Requirements
Return all entries precisely as they stand, without the images.

[Location identification items]
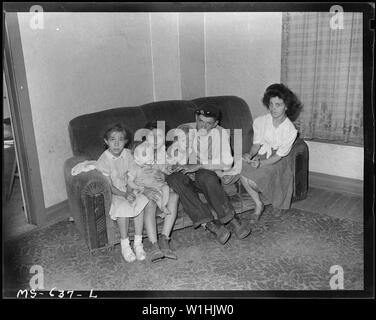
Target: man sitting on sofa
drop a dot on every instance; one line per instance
(201, 176)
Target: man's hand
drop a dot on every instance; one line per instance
(130, 196)
(247, 157)
(151, 194)
(189, 168)
(255, 163)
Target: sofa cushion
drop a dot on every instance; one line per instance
(174, 112)
(86, 131)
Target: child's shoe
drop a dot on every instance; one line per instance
(139, 250)
(128, 254)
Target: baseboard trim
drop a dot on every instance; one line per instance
(57, 213)
(336, 183)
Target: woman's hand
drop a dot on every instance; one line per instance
(151, 194)
(188, 168)
(255, 163)
(130, 196)
(158, 175)
(247, 157)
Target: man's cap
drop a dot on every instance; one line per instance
(208, 110)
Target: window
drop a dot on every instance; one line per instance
(324, 67)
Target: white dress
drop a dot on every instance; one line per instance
(117, 169)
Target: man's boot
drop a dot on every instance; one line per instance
(219, 231)
(241, 230)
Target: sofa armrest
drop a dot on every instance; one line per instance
(89, 197)
(299, 164)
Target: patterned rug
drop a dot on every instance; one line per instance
(291, 252)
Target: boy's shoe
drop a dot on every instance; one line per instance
(139, 251)
(165, 247)
(156, 254)
(219, 231)
(277, 212)
(128, 254)
(241, 229)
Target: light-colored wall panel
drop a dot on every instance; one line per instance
(192, 55)
(165, 53)
(336, 160)
(80, 63)
(243, 55)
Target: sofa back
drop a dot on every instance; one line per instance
(86, 131)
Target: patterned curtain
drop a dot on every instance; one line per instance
(324, 67)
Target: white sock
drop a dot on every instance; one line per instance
(124, 243)
(137, 239)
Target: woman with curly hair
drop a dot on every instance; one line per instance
(265, 168)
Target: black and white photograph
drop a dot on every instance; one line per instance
(188, 150)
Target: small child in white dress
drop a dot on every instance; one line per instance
(114, 163)
(139, 176)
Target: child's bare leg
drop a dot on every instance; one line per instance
(165, 196)
(126, 250)
(169, 220)
(123, 224)
(139, 223)
(137, 245)
(151, 230)
(168, 224)
(253, 191)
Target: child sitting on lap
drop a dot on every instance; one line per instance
(141, 176)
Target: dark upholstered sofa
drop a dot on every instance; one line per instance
(89, 194)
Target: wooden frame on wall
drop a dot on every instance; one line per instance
(20, 109)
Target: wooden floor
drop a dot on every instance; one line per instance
(338, 205)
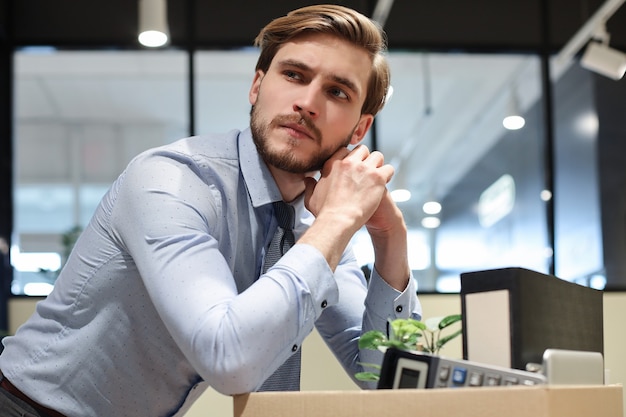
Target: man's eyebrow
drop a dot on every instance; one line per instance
(304, 67)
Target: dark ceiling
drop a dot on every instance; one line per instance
(485, 25)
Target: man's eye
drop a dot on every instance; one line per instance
(338, 93)
(292, 74)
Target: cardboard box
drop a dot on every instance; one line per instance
(518, 401)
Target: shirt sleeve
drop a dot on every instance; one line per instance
(167, 218)
(361, 309)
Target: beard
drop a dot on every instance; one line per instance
(287, 160)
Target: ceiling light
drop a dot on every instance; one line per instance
(600, 58)
(431, 207)
(153, 29)
(513, 119)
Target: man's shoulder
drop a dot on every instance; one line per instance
(214, 145)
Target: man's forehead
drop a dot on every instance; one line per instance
(315, 52)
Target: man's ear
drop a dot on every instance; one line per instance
(364, 124)
(253, 95)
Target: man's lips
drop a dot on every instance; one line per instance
(298, 128)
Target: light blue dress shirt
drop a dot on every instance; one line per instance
(163, 294)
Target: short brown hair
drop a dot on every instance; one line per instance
(338, 21)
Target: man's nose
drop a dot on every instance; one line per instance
(308, 101)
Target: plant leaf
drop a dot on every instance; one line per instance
(448, 320)
(367, 376)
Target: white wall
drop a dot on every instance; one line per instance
(321, 371)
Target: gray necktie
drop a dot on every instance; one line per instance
(287, 377)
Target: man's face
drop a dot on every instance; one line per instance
(308, 104)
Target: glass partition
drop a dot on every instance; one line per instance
(80, 116)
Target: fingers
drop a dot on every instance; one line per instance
(375, 159)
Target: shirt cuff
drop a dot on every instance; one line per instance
(385, 302)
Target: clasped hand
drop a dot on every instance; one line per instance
(352, 188)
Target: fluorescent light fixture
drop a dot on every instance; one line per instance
(153, 28)
(431, 207)
(604, 60)
(513, 119)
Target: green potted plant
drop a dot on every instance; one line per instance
(408, 334)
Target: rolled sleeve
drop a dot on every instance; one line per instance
(384, 302)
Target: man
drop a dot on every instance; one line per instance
(165, 292)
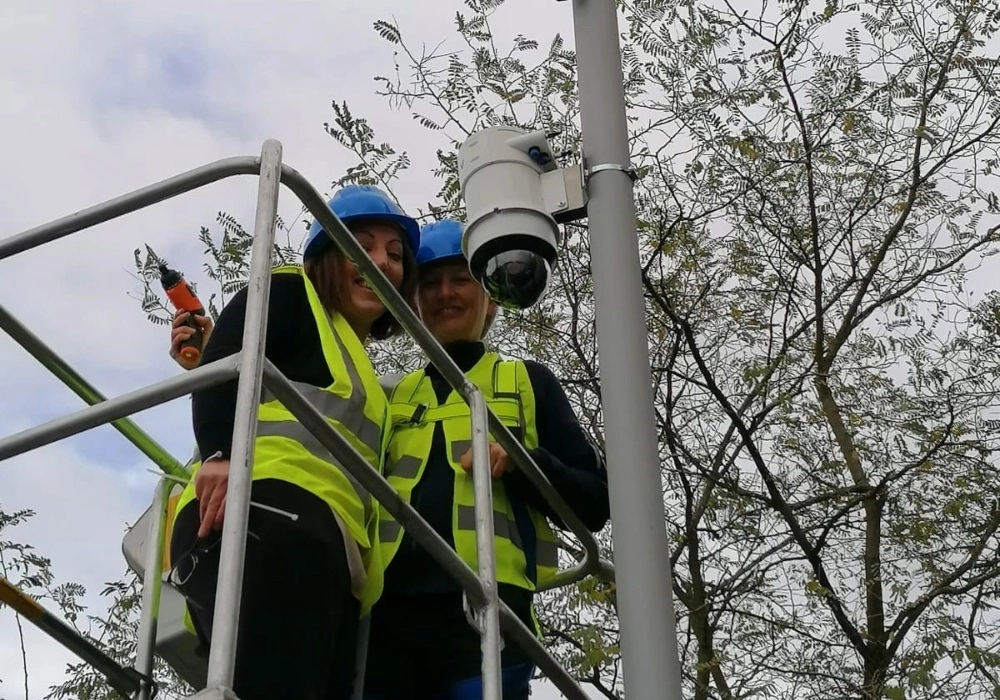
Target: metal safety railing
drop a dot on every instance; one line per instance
(488, 614)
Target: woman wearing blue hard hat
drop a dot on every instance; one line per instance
(421, 645)
(311, 567)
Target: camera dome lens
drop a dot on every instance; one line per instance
(516, 279)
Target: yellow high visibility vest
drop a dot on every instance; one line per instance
(357, 406)
(415, 413)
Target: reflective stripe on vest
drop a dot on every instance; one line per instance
(356, 405)
(415, 413)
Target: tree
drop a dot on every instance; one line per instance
(816, 197)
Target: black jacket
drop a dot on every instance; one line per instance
(565, 455)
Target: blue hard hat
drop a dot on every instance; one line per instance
(355, 202)
(440, 240)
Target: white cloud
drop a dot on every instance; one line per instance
(107, 96)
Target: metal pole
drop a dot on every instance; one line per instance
(343, 238)
(59, 367)
(152, 583)
(645, 603)
(487, 617)
(361, 660)
(124, 680)
(119, 407)
(225, 622)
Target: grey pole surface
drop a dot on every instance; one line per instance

The solution
Target: man sitting on sofa
drop a dot on every instance; one line per instance
(201, 176)
Target: man's hand
drop a dot on every instance; one line per instance
(130, 196)
(247, 157)
(151, 194)
(189, 168)
(255, 163)
Target: sofa cushion
drop a dot on every instance; one line per instance
(174, 112)
(86, 131)
Target: child's shoe
drop a dot on every instance; one line per instance
(139, 250)
(128, 254)
Target: baseboard trim
drop a dot on every instance; one line per instance
(57, 213)
(336, 183)
Target: woman's hand
drop a dot on every instance; one line per instance
(151, 194)
(188, 168)
(255, 163)
(130, 196)
(158, 175)
(247, 157)
Target: man's cap
drop a dot on every instance; one line per instance
(208, 110)
Target: window
drop a dot on every instance; one line per instance
(324, 67)
Target: white dress
drop a dot on every instance; one line per instance
(117, 169)
Target: man's boot
drop a dot on every instance; one line per instance
(219, 231)
(241, 230)
Target: sofa armrest
drop a dot on every instance; one line per instance
(89, 197)
(299, 164)
Target: patterned rug
drop a dot on every instance; one line per instance
(291, 252)
Target: boy's shoe
drop a dot on every instance; one line per instance
(139, 251)
(165, 247)
(156, 254)
(219, 231)
(277, 212)
(128, 254)
(241, 229)
Target: light-colored wall panel
drop a dot on every instance; one line per instance
(192, 55)
(165, 53)
(336, 160)
(80, 63)
(243, 55)
Target: sofa back
drop a dot on every instance; one line per instance
(86, 131)
Target: patterned curtain
drop a dot on every instance; one line per instance
(324, 67)
Target: white sock
drop a dot on every instance; one line per instance
(124, 243)
(137, 239)
Target: woman with curly hair
drop a dot on every instance; one line per instance
(265, 168)
Target: black and white photograph
drop a dot on every instance; one line per instance
(188, 150)
Target: small child in white dress
drop a dot on every instance; one line per instance
(114, 163)
(139, 176)
Target: child's bare leg
drop a dot on every instance; one line per instance
(165, 196)
(126, 250)
(169, 220)
(123, 224)
(139, 223)
(137, 245)
(151, 230)
(168, 224)
(253, 191)
Target: child sitting on lap
drop a dot on every instance; one line per instance
(141, 176)
Target: dark upholstered sofa
drop a dot on every instance; one line per instance
(89, 194)
Target: wooden frame on wall
drop a dot on every instance; one line per instance
(20, 109)
Target: wooden floor
drop a dot on every instance; one line per instance
(338, 205)
Target: man's eyebrow
drop a dot on every instance; one line per instance
(304, 67)
Target: dark ceiling
drop a dot on every instance; one line per instance
(485, 25)
Target: man's eye
drop a dot on every instance; one line per instance
(338, 93)
(292, 74)
Target: cardboard box
drop a dot on every instance; one line per instance
(518, 401)
Target: shirt sleeve
drop a dot on every instance; one line per instance
(167, 218)
(361, 309)
Target: beard
drop a dot on every instance; one line per instance
(287, 160)
Target: ceiling light
drop a dot on every instance; one line per instance
(600, 58)
(431, 207)
(153, 29)
(513, 119)
Target: man's shoulder
drop a dot on every instance; one line per instance
(214, 145)
Target: man's forehead
drop a dot on every instance; one line per instance
(315, 52)
Target: man's ear
drop a dot on every instance; one line per instance
(364, 124)
(253, 95)
Target: man's lips
drop a dot on every instance; one line per instance
(298, 128)
Target: light blue dress shirt
drop a dot on every instance; one line per instance
(163, 294)
Target: short brown hair
drop a dot on every instance; one line per instance
(338, 21)
Target: man's nose
drop a dot on every instance; one line per instance
(308, 101)
Target: plant leaf
drop a dot on every instance; one line per instance
(448, 320)
(367, 376)
Target: white wall
drop a dot on every instance; one line per instance
(321, 371)
Target: gray necktie
drop a dot on every instance; one line per instance
(287, 377)
Target: man's face
drop a dot on every instance; one line per instance
(308, 104)
Target: glass partition
drop a dot on every instance; one line per instance
(80, 116)
Target: fingers
drop a dot on every instance; one line per instance
(375, 159)
Target: shirt cuff
drop a dot on every instance; one line per instance
(385, 302)
Target: clasped hand
drop a dot on every instance; one line per instance
(352, 188)
Target: fluorescent light fixture
drop a dot on every instance; one line per instance
(153, 28)
(431, 207)
(604, 60)
(513, 119)
Target: green potted plant
drop a dot on every instance; one line per instance
(408, 334)
Target: rolled sleeve
drop a dot on every instance; one line per instance
(384, 302)
Target: man
drop a dot on every instance; one line per instance
(165, 292)
Target: metal safety railing
drop a dot on every instance; one line per instance
(488, 614)
Target: woman wearing blue hard hat
drop a dot on every instance; one line per instance
(421, 645)
(311, 567)
Target: camera dome lens
drop a dot on every instance; one line per instance
(516, 279)
Target: yellow high visibility vest
drop a dot on every instance; one line per instance
(357, 406)
(415, 413)
Target: reflective stripe on vest
drop a dot on every instance; one line per instance
(356, 405)
(415, 413)
Target: tree
drop a dot on every instance; one line per instance
(816, 197)
Target: black jacket
drop a dot on every instance; one line per instance
(565, 455)
Target: blue hard hat
drop a dot on every instance; one line per instance
(355, 202)
(440, 240)
Target: white cloud
drop a dot on every instance; one line per instance
(107, 96)
Target: metal pole
drop a dot on every instance; one line per instance
(343, 238)
(59, 367)
(152, 583)
(645, 603)
(487, 617)
(361, 660)
(124, 680)
(119, 407)
(225, 622)
Target: grey pole surface
drop a dot on every instance; one line per instance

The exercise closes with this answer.